— begin Entries —
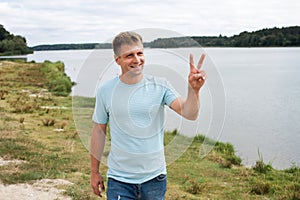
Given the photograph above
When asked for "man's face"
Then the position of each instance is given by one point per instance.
(131, 58)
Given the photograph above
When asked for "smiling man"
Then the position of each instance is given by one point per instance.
(133, 105)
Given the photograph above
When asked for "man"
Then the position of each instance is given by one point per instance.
(133, 105)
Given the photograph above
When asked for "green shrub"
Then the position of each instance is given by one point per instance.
(57, 81)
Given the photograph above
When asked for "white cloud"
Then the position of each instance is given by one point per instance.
(76, 21)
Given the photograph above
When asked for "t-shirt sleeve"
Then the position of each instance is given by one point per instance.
(100, 115)
(170, 94)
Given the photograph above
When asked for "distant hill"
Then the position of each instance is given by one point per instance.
(269, 37)
(12, 44)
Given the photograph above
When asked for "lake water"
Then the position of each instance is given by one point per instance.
(251, 98)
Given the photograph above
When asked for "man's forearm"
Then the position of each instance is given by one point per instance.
(97, 146)
(191, 105)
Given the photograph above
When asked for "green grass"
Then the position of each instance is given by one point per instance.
(50, 154)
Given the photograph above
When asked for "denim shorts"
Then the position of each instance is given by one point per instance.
(153, 189)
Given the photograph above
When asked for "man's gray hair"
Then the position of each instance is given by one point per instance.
(128, 37)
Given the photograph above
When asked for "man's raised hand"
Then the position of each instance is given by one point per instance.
(196, 76)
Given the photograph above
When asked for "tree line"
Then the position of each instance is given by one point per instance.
(273, 37)
(12, 44)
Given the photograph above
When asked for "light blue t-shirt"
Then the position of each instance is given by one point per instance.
(135, 113)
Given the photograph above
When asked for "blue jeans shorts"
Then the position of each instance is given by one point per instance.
(153, 189)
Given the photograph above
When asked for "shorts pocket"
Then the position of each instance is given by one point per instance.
(161, 177)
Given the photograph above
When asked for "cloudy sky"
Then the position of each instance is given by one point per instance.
(80, 21)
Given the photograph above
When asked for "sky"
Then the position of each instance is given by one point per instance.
(85, 21)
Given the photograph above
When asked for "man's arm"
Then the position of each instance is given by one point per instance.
(97, 147)
(189, 108)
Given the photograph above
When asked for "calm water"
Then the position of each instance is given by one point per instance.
(256, 107)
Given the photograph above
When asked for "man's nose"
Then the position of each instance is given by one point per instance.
(136, 58)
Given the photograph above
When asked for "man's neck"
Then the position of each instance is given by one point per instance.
(131, 79)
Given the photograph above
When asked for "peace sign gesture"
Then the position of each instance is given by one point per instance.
(196, 76)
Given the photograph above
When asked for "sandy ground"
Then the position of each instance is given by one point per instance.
(45, 189)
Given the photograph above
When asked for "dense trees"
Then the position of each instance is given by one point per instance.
(11, 44)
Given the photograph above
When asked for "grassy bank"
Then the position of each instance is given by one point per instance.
(37, 126)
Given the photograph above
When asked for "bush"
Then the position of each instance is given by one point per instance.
— end Entries —
◆ **Problem to work on**:
Without including any pictures, output all the entries above exactly.

◆ **Full output**:
Given the photograph above
When asked for "man's face"
Then the position of each instance is given by one point per instance.
(131, 58)
Given the photograph above
When asked for "smiling man"
Then the position of each instance is given by one point per instance.
(133, 105)
Given the photograph above
When asked for "man"
Then the position of each instance is given by one point per instance.
(133, 105)
Given the photograph above
When asked for "green shrub"
Then the position of each instance is given by one point per instance.
(57, 81)
Given the photograph above
When asked for "white cloud"
Then the position of each instance is given by one point per instance.
(76, 21)
Given the photograph above
When asked for "t-shirt sleeve"
Then the position of each instance is given by one point per instance.
(100, 115)
(170, 94)
Given the photograph above
When asked for "distant hill"
Then the position of each instance is given by one point per instance.
(269, 37)
(12, 44)
Given the photograph above
When asked for "lake water"
Then the position of each instance is given by one point per instance.
(251, 98)
Given the photograph above
When asked for "man's forearm"
Then the position of each instance is given by one point per instance.
(97, 146)
(191, 105)
Given the photograph above
When asked for "green grass"
Then the position of each instance is given by one point per instance.
(50, 154)
Given the photograph above
When asked for "denim shorts"
Then the position of each instance is given by one point per instance.
(153, 189)
Given the photograph above
When asked for "man's gray hair"
Then the position of each instance is given by one point per instance.
(128, 37)
Given the photograph above
When asked for "man's raised hand"
Then the position of each instance is given by one point per instance.
(196, 76)
Given the photograph above
When asked for "tree line"
Then the position of each instance is given by one point per instance.
(273, 37)
(12, 44)
Given the photograph above
When asked for "light blue t-shirt"
Then the position of each instance is given by one point per instance.
(135, 113)
Given the photograph above
When asked for "blue jeans shorts"
Then the position of each instance is given by one point per instance.
(153, 189)
Given the photograph above
When asked for "shorts pocket"
Then the position of each instance is given by one point per instance.
(161, 177)
Given the photograph above
When asked for "cloudy sky"
Then the position of each instance is given by one point per instance.
(80, 21)
Given the photograph above
When asked for "sky"
Then the position of each instance is given by one point per instance.
(85, 21)
Given the photograph above
When asked for "man's arm"
Then the position of each instance is given by one point per instance.
(97, 147)
(189, 108)
Given the photograph above
When asked for "calm water"
Then the position of each instance is given by one point per instance.
(256, 107)
Given the photograph above
When asked for "man's nose"
Then the position of each instance is given by one point per instance.
(136, 58)
Given the photograph above
When asked for "man's neck"
Then the position of each instance is given by one point per instance.
(131, 79)
Given the photograph above
When asked for "peace sign gesture"
Then the position of each instance is given by one point per instance.
(196, 76)
Given the photograph above
When asked for "sandy ground"
Then the position of each instance is given by one point per instance.
(45, 189)
Given the photograph above
When asked for "dense trees"
Then the position of each instance is given by one point per instance.
(11, 44)
Given the photograph above
When asked for "grassy bank"
Then the position of each instance is given by one point per instance.
(37, 126)
Given the photograph above
When asked for "bush"
Then the position of each instance is given by one point per instance.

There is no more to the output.